ANGEZEIGTER TEXT:
______

Denn Kinder leben in einer anderen Bubbel, die schon am Beispiel Zeit wahnsinnig spannend, aber am Beispiel Termine wahnsinnig stressend ist. Nehmen wir nun weitere Bereiche wie Wahrnehmung, Interesse, Aufmerksamkeit, Gemütslage, Tagesform, Beweglichkeitsradius, Geschwindigkeit, Gewicht usw. dazu, wird äußerst deutlich, wie unterschiedlich ein simpler Spaziergang zum Becker, anspruchsvoller: ein wichtiges Meeting und das Kind muss vorher noch zur KiTa, sein kann.

Was an dem Vergleich mit dem Vierbeiner übrigens hinkt, ist die Tatsache, dass Kinder sich ständig verändern und sich zwar Routinen einstellen, die sich aber nach kurzer Zeit (zu Beginn sind es max drei Monate, dann ein halbes Jahr, irgendwann ein und mehr Jahre) völlig verändern.

Wenn du dir einen persönlichen Eindruck verschaffen möchtest, brauchst du dir nur die dir bekannten Eltern mit ihrem Kind bei einem Kontakt mit der Außenwelt betrachten oder du setzt dich für eine halbe Stunde an eine Elterneinflugschneise: Kindergarten, Mami-Cafe, Spielplatz, Spielwarenabteilung oder Supermarkt, öffentliche Verkehrsmittel oder Parkplätze.

______

AUSZÜGE AUS MATERIAL:
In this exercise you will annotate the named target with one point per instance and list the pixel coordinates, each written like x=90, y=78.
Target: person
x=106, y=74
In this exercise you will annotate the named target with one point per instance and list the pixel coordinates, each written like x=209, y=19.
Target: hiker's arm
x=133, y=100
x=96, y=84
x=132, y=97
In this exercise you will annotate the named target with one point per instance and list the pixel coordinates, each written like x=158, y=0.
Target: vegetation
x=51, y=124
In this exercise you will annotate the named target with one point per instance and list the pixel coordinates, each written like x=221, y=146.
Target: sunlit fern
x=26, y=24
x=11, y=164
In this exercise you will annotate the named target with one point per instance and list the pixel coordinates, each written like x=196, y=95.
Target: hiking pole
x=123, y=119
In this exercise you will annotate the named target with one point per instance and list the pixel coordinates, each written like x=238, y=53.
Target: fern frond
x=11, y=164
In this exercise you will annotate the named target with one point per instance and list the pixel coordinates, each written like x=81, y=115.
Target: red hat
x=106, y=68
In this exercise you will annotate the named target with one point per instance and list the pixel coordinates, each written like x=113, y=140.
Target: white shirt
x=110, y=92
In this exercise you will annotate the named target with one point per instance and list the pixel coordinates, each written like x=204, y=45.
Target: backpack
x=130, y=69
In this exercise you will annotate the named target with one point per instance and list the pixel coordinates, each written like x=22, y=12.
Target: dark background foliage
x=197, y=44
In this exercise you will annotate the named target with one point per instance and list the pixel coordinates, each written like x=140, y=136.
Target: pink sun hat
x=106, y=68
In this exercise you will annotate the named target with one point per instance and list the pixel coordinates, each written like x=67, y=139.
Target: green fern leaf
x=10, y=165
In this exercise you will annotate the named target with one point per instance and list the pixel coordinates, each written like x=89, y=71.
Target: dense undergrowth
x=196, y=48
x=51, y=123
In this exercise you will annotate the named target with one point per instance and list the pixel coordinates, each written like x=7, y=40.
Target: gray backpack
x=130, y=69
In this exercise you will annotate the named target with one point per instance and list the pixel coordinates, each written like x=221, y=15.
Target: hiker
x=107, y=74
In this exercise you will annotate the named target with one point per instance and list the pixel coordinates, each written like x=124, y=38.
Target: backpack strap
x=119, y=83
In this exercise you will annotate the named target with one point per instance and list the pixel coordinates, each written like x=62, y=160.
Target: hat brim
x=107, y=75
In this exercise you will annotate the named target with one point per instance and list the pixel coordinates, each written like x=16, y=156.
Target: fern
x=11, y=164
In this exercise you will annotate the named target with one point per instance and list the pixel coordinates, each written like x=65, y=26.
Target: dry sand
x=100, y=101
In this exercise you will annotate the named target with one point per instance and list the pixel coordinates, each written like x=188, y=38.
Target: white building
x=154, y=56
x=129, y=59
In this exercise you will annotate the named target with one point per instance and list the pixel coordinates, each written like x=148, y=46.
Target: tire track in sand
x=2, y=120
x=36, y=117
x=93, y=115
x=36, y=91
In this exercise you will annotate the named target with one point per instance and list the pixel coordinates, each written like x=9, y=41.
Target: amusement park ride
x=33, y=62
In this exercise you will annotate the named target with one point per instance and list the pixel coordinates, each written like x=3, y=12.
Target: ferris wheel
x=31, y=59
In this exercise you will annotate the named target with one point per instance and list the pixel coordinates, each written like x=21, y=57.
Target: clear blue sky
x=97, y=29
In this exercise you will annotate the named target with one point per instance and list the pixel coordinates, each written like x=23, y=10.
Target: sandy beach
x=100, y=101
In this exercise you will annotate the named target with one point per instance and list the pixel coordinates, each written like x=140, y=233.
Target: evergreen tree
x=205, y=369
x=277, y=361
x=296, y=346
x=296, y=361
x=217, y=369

______

GESTELLTE AUFGABE 1: Gib aus dem Text über Kinder im Alltag die Stelle wortgetreu zurück, beginnend mit „Was an dem Vergleich“ und weiter bis einschließlich „Verkehrsmittel oder Parkplätze.“.
GESTELLTE AUFGABE 2: Warum hinkt laut dem Text über Kinder im Alltag der Vergleich mit dem Vierbeiner? Antworte in ein bis drei Sätzen.
GESTELLTE AUFGABE 3: Wie könnte der Text über Kinder im Alltag weitergehen? Schreib ihn im Anschluss an seinen letzten Satz fort.

ENDGÜLTIGE ANTWORT 1:
Was an dem Vergleich mit dem Vierbeiner übrigens hinkt, ist die Tatsache, dass Kinder sich ständig verändern und sich zwar Routinen einstellen, die sich aber nach kurzer Zeit (zu Beginn sind es max drei Monate, dann ein halbes Jahr, irgendwann ein und mehr Jahre) völlig verändern.

Wenn du dir einen persönlichen Eindruck verschaffen möchtest, brauchst du dir nur die dir bekannten Eltern mit ihrem Kind bei einem Kontakt mit der Außenwelt betrachten oder du setzt dich für eine halbe Stunde an eine Elterneinflugschneise: Kindergarten, Mami-Cafe, Spielplatz, Spielwarenabteilung oder Supermarkt, öffentliche Verkehrsmittel oder Parkplätze.

ENDGÜLTIGE ANTWORT 2: Der Vergleich hinkt, weil Kinder sich ständig verändern. Zwar stellen sich Routinen ein, doch diese verändern sich nach kurzer Zeit völlig: anfangs nach höchstens drei Monaten, dann nach einem halben Jahr und irgendwann nach einem Jahr oder mehr.

ENDGÜLTIGE ANTWORT 3:
Beachte dabei noch den Faktor, dass mothernde während ihrer beruflichen Auszeit, also der hoch gepriesenen Elternzeit, dann zwar übermüdet, aber noch relativ entspannt – selbstverständlich mit ihrer Koffeindosis in der Hand – unterwegs sind und natürlich hauptsächlich in den frühen Vormittagsstunden, zu welchen sich sonst nur Rentner und Arbeitssuchende durch die Innenstadt bewegen.

Worauf du bei deinen Studien achten könntest, ist die Stimmlage des mothernden – die Wortwahl ist häufig nebensächlich für die tatsächliche Interaktion, aber nichtsdestotrotz interessant verstörend für fremde Ohren – des Weiteren achte auf die Körperhaltung und, wenn dir möglich, betrachte dabei die innere Ruhe oder Gelassenheit des Erwachsenen, aber achte vor allem auf die Handlungen, die den Ankündigungen folgen, hierbei ist dann die vorher geäußerte Handlungsabsicht wichtig. (Meist sind diese Ankündigungen nicht zu überhören, da sie mehrmals geäußert werden.)

 

Andere Länder, andere …

Vielen klugen und reflektierenden Schriften über das Leben im mothering habe ich entnommen, dass Deutschland nochmal eine besondere Rolle dabei zuteil geworden ist. Alle bestätigen das Bild, dass die Ansprüche ans mothering hierzulande extrem hoch sind. In keinem anderen Land finden sich Eltern so pack-Esel-gleich ausstaffiert, wenn sie im Außen unterwegs sind.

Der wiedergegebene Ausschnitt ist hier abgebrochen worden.